Could you copy out, word for word, the lines in the listing below, from the line containing "of the walkway" through the final line of the listing, inclusive?

== Excerpted data ==
####
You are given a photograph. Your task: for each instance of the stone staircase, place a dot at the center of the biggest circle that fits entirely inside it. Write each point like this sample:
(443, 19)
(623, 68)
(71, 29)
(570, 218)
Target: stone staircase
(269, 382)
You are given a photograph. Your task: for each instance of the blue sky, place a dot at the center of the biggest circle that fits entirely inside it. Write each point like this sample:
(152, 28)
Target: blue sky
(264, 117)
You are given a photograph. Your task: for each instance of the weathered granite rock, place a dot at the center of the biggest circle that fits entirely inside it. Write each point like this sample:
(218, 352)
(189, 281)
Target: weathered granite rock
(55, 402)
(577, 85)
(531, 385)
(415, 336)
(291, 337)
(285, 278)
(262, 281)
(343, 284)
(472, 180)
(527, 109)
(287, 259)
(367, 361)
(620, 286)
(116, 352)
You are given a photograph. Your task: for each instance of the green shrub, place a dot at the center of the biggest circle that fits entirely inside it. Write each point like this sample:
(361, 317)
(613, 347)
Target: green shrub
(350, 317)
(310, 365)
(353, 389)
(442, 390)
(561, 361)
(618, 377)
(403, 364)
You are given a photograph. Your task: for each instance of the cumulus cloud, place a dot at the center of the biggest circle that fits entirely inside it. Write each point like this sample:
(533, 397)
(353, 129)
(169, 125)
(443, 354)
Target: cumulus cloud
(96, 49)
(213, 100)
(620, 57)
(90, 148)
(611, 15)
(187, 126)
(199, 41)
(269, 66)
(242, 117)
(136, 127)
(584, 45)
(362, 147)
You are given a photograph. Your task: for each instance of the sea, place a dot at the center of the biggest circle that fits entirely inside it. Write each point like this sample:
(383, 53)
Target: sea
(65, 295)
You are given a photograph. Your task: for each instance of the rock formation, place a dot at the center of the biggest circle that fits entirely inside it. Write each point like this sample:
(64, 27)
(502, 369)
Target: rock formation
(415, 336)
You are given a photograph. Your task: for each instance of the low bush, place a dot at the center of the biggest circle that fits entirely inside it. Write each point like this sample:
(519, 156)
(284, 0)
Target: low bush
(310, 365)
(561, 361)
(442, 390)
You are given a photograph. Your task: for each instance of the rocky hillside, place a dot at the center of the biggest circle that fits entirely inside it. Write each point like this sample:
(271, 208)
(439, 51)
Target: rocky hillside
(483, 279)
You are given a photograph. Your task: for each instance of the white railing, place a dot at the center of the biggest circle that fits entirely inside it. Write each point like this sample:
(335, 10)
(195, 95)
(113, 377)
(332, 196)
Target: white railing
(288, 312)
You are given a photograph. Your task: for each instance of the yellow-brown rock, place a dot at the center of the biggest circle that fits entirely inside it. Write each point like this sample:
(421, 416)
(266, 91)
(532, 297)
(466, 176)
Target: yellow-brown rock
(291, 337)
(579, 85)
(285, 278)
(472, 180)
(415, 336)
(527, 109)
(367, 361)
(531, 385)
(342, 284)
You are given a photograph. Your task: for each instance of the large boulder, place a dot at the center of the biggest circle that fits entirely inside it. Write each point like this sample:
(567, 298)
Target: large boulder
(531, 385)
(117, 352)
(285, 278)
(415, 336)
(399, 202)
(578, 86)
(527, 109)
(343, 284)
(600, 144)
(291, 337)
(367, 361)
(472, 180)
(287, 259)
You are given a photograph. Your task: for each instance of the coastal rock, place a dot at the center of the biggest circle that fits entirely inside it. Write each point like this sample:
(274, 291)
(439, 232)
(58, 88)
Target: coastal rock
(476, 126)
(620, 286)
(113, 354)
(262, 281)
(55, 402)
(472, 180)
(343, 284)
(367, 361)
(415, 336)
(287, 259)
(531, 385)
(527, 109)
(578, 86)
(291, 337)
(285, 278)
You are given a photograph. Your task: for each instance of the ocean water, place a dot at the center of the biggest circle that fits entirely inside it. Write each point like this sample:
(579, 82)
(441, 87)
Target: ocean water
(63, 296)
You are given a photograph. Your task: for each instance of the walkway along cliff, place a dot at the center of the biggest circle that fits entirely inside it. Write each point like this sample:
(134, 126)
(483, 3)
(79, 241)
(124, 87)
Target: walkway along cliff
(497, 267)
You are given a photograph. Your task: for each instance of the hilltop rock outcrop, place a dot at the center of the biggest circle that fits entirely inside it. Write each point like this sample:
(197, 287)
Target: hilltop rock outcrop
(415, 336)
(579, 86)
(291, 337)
####
== Task solution ==
You are given a photograph. Your task: for each instance of the walkway along cliff, place a dot at the center of the biggest circle that fits entirely inside it. Write each point like this sample:
(134, 126)
(483, 3)
(79, 241)
(124, 87)
Target: walkway along cliff
(497, 267)
You are given a photograph. Your task: for each instance of the hilltop rock outcrop, place a dot at the center of the biggest circle that fits entirely inside it. Write each point like this sample:
(197, 287)
Target: hilltop rock outcrop
(415, 336)
(579, 86)
(291, 337)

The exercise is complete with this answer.